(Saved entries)
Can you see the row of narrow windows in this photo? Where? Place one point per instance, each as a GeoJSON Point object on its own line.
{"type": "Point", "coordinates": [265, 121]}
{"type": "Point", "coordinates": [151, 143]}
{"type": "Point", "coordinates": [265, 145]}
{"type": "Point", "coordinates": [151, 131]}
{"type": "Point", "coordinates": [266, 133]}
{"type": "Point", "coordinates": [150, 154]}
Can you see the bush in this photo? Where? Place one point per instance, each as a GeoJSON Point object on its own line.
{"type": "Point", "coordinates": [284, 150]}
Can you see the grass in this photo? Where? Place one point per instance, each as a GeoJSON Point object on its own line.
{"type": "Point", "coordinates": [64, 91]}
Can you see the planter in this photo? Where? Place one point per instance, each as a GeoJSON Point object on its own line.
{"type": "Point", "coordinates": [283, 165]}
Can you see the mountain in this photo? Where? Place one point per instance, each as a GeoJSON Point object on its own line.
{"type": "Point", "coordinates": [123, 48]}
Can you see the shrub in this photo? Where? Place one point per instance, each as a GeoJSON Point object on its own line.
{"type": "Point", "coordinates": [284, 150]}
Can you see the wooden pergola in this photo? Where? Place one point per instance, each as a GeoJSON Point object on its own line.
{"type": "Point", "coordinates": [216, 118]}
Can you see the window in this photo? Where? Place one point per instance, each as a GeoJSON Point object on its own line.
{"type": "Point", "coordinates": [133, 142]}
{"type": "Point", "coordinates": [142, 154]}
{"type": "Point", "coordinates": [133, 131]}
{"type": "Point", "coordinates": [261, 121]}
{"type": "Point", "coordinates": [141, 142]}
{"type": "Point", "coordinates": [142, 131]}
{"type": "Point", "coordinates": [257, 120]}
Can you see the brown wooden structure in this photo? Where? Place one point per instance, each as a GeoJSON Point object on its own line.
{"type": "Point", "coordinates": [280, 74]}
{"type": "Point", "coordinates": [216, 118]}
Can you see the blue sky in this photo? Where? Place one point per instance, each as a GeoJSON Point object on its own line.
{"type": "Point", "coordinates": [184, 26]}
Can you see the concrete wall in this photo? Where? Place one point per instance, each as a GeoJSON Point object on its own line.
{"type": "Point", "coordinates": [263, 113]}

---

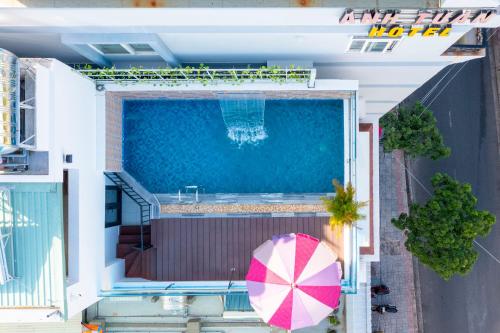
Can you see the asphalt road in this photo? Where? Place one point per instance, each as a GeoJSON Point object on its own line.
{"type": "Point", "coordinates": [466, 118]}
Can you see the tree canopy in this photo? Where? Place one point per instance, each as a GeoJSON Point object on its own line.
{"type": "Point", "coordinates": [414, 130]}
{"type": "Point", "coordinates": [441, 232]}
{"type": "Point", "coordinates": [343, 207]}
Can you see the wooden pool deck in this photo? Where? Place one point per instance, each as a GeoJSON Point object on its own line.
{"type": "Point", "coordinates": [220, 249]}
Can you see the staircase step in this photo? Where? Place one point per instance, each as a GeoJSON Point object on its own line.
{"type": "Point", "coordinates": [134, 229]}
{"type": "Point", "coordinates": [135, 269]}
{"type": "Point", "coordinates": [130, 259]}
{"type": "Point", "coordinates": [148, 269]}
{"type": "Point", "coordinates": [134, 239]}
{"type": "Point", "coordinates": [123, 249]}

* * *

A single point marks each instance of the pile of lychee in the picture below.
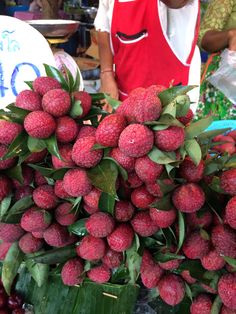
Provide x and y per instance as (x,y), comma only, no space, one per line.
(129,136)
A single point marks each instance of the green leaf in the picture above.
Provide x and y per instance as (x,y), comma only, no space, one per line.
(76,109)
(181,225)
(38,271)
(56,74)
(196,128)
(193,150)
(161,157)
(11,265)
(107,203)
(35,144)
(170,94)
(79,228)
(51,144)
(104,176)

- _TASK OBJECTIVE_
Print from the line containing "A single point marks each instance of the pile" through the line containing "A single point marks each instance of the green" in the data above, exactly as the lines stand, and omit every picture.

- _WRITTEN SOLUTION_
A single point marks each instance of the pile of lychee in the picture below.
Provide x and y per instance as (x,y), comma only, no space, one per line.
(129,136)
A single point marks each instance of the green leaf in the picture above.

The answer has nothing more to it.